_Your goal_
Copy out the listing below, putting "occurrence" wherever "instance" appears and changing nothing else.

####################

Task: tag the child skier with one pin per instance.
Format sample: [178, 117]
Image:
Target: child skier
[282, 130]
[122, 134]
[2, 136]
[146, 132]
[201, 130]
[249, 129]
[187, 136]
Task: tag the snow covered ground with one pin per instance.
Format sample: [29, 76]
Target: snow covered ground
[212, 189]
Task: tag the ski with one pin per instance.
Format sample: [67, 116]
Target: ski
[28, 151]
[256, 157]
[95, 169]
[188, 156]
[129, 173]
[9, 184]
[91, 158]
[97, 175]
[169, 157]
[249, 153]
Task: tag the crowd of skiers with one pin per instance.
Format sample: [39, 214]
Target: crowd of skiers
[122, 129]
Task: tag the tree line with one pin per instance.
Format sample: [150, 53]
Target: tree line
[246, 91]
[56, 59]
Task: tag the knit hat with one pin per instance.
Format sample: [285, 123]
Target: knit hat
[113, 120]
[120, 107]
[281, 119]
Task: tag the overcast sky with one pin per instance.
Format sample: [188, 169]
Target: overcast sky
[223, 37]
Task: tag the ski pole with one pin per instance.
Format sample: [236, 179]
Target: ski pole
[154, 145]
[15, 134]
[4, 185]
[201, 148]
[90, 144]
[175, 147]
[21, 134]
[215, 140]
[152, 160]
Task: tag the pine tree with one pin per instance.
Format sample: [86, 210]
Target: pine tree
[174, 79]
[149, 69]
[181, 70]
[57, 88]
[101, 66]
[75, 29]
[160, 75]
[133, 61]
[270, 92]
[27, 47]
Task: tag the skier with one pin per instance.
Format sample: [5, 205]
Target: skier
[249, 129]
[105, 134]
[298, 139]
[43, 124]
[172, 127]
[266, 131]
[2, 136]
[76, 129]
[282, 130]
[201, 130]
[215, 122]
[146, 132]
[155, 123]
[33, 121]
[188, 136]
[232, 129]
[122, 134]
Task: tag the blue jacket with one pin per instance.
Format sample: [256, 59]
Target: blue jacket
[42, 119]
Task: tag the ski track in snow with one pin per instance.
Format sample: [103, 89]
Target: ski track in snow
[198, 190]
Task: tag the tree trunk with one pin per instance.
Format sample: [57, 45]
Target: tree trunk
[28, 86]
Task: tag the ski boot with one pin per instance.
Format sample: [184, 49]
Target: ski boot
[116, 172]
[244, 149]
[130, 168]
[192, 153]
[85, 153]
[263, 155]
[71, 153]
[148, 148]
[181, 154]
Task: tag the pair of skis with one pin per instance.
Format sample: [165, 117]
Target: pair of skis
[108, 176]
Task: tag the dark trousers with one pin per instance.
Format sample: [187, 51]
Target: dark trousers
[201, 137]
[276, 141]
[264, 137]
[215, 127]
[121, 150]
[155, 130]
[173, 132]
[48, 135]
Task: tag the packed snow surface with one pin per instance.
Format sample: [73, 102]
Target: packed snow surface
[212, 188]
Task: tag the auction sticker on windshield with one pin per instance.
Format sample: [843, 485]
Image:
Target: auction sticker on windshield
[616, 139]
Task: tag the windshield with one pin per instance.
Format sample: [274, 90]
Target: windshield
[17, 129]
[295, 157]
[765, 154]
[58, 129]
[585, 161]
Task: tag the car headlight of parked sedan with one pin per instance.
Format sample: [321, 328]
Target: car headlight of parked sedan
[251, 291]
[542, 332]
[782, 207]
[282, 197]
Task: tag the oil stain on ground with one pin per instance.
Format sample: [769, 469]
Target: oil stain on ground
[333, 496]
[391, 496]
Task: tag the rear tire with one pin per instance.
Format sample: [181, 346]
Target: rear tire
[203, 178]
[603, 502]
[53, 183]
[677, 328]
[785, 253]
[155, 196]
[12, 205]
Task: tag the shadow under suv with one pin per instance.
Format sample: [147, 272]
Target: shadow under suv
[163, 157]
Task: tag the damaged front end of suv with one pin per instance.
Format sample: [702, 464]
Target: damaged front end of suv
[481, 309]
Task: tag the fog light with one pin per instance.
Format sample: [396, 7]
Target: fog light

####################

_Written answer_
Task: tag the child skier with one pin per occurrence.
Format sample: [178, 117]
Image:
Target: child skier
[282, 130]
[122, 134]
[2, 136]
[146, 132]
[201, 130]
[249, 129]
[187, 136]
Task: tag the snow covered ground with one pin per occurrence.
Format sample: [29, 76]
Target: snow covered ground
[212, 189]
Task: tag the ski with one pin per occurrence.
Format sample: [67, 116]
Target: ski
[28, 151]
[256, 157]
[95, 169]
[188, 156]
[129, 173]
[9, 184]
[91, 158]
[97, 175]
[169, 157]
[249, 153]
Task: tag the crowd of skiers with one pin per occurrence.
Format sample: [39, 214]
Target: crowd of skiers
[122, 129]
Task: tag the tree line with one pin per occurrence.
Format sample: [150, 53]
Target: tree line
[246, 91]
[56, 59]
Task: tag the knit hat with one pin per occurrence.
Format sample: [285, 123]
Target: knit hat
[113, 120]
[120, 107]
[281, 119]
Task: tag the overcast sky with one pin per occurrence.
Format sample: [188, 169]
Target: overcast sky
[223, 37]
Task: tag the ski pole with one pin per occurrence.
Format sample: [236, 179]
Target: ski pole
[154, 145]
[15, 134]
[4, 185]
[201, 148]
[90, 144]
[175, 147]
[21, 134]
[215, 140]
[152, 160]
Task: tag the pine tree with one pin per occurrence.
Format sample: [86, 210]
Target: pine tree
[174, 79]
[149, 69]
[181, 70]
[57, 88]
[101, 66]
[75, 29]
[160, 75]
[133, 61]
[270, 92]
[27, 47]
Task: tag the skier with one pin per occurrence.
Format sample: [5, 205]
Target: skier
[249, 129]
[105, 134]
[298, 139]
[43, 124]
[172, 127]
[266, 131]
[2, 136]
[76, 129]
[282, 130]
[201, 130]
[215, 122]
[146, 132]
[155, 123]
[33, 121]
[188, 136]
[232, 129]
[122, 134]
Task: tag the blue jacket with one pin per occurrence.
Format sample: [256, 59]
Target: blue jacket
[42, 119]
Task: tag the ski track in snow with one pin per occurrence.
Format sample: [103, 89]
Target: ski track in snow
[198, 190]
Task: tag the tree trunk with one pin per occurrence.
Format sample: [57, 45]
Target: tree trunk
[28, 86]
Task: tag the ski boot with one pin per occurrence.
Format sample: [184, 49]
Target: ski boot
[116, 172]
[244, 149]
[130, 168]
[192, 153]
[85, 153]
[263, 155]
[71, 153]
[148, 148]
[181, 154]
Task: tag the pair of skis with one pin per occurrence.
Format sample: [165, 117]
Target: pair of skis
[108, 176]
Task: tag the dark trousers with one pin per occurrence.
Format sample: [187, 51]
Target: dark trousers
[201, 137]
[276, 141]
[264, 137]
[215, 127]
[121, 150]
[155, 130]
[173, 132]
[48, 135]
Task: tag the packed snow surface with one pin per occurrence.
Format sample: [73, 102]
Target: packed snow surface
[212, 188]
Task: tag the auction sticker on windshield with one pin per occurrence.
Format sample: [843, 485]
Image:
Target: auction sticker on windshield
[616, 139]
Task: tag the windshield with one pin per occurrence.
Format sample: [274, 90]
Target: windshield
[17, 129]
[295, 157]
[765, 154]
[58, 129]
[585, 161]
Task: tag the car headlight of parked sedan with one pin per occurrence.
Format sample: [321, 328]
Target: car headlight of parked sedan
[251, 291]
[542, 332]
[782, 207]
[282, 197]
Task: tag the oil stain on ground with one pin per occurrence.
Format sample: [769, 469]
Target: oil stain on ground
[333, 496]
[391, 496]
Task: tag the rear tire with one pin per occurrence.
Format sample: [181, 346]
Target: rear tire
[203, 178]
[603, 502]
[53, 183]
[677, 328]
[785, 253]
[155, 196]
[12, 205]
Task: tag the shadow under suv with one pin per occurrence.
Format sample: [147, 272]
Target: shadow under suv
[163, 157]
Task: tag the damaged front end of suv with one pin per occurrence.
Format sample: [702, 464]
Target: damaged front end of suv
[481, 309]
Task: tag the fog light with one pin per occurrence.
Format sample: [396, 7]
Target: fog light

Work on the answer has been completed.